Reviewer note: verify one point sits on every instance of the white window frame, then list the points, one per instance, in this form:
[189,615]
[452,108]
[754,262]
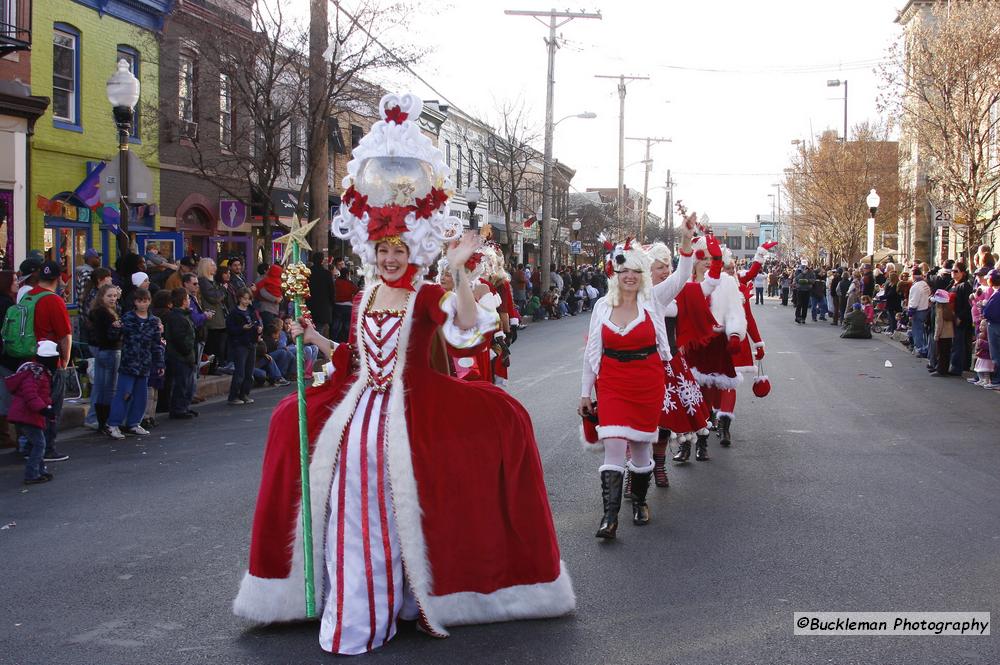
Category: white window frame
[74,116]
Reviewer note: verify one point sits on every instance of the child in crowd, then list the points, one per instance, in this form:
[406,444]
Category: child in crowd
[243,328]
[866,305]
[944,330]
[142,356]
[30,388]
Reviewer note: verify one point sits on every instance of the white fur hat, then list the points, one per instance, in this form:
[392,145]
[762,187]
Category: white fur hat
[398,188]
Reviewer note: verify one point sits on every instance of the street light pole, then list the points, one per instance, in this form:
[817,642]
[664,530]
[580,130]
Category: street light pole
[123,93]
[552,44]
[835,83]
[622,90]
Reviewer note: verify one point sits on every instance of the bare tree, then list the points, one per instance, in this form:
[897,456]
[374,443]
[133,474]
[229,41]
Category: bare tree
[827,186]
[511,167]
[272,129]
[943,81]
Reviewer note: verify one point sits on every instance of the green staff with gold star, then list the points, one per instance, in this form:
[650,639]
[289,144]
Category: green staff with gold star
[295,284]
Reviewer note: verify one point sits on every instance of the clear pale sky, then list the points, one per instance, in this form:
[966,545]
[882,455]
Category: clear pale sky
[731,129]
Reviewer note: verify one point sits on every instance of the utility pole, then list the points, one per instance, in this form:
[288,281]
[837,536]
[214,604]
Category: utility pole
[668,214]
[650,140]
[319,104]
[621,138]
[554,22]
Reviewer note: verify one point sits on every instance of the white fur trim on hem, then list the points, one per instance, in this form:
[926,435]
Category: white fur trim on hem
[271,600]
[526,601]
[635,469]
[715,380]
[628,433]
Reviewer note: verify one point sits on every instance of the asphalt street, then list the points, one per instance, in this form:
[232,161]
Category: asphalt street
[852,487]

──────────

**Written request:** Turn the material above into a Markdown table with the columns Row and Line, one numbered row per line and no rows for blank lines. Leave out the pictures.

**Response:**
| Row | Line |
|---|---|
| 1 | Reviewer note: verify one point sits on every instance of the white window frame, then list the points, one per instance, in this form: |
| 2 | [189,615] |
| 3 | [452,108] |
| 4 | [754,262] |
| 5 | Category: white window frame |
| 6 | [74,116] |
| 7 | Reviewer note: verify one point sits on every instance of the child in crowd, then list the points, one per instance, in this form: |
| 8 | [406,444] |
| 9 | Category: child in crowd |
| 10 | [243,328] |
| 11 | [866,305] |
| 12 | [944,330] |
| 13 | [142,356] |
| 14 | [30,388] |
| 15 | Reviewer note: verify one point sits on every instance of the white fur hat, then list the points, one per instance, in this form: |
| 16 | [392,145] |
| 17 | [762,187] |
| 18 | Category: white fur hat |
| 19 | [398,188] |
| 20 | Reviewer note: verify one point sits on every instance of the street light pole, then list the points, one per instance, in this form: |
| 21 | [817,642] |
| 22 | [664,530] |
| 23 | [580,130] |
| 24 | Category: street light pole |
| 25 | [123,93] |
| 26 | [552,44] |
| 27 | [835,83] |
| 28 | [622,90] |
| 29 | Reviewer note: verify one point sits on every instance of the bare tree, then list the points, one per instance, in this form: |
| 30 | [897,456] |
| 31 | [374,443] |
| 32 | [133,474] |
| 33 | [229,41] |
| 34 | Category: bare tree |
| 35 | [827,186] |
| 36 | [511,167] |
| 37 | [272,129] |
| 38 | [943,81] |
| 39 | Reviewer note: verify one point sits on every instance of the green staff with gold star, then list the points, one per instance, in this form: |
| 40 | [650,639] |
| 41 | [289,144] |
| 42 | Category: green staff with gold star |
| 43 | [295,284] |
| 44 | Reviewer note: verify one point sits on every instance of the clear pale sky, then list the points, one per instance, in this form: |
| 45 | [966,545] |
| 46 | [882,455] |
| 47 | Category: clear pale sky |
| 48 | [731,129] |
| 49 | Reviewer note: verify one point sits on every instance of the utility pole, then list the points, one per instance, in this form: |
| 50 | [288,281] |
| 51 | [837,536] |
| 52 | [214,604] |
| 53 | Category: utility pole |
| 54 | [668,214] |
| 55 | [650,140] |
| 56 | [319,104] |
| 57 | [621,138] |
| 58 | [554,22] |
| 59 | Reviewer note: verify one point sits on every instance of the white fur trim on hem, then list the points, one per instance, in this form: |
| 60 | [926,435] |
| 61 | Category: white fur trim on hem |
| 62 | [271,600] |
| 63 | [526,601] |
| 64 | [635,469] |
| 65 | [715,380] |
| 66 | [628,433] |
| 67 | Reviewer note: verify one point sits on every instance of the asphalt street, then list the points, one per instance, in this form: |
| 68 | [232,161] |
| 69 | Category: asphalt street |
| 70 | [852,487] |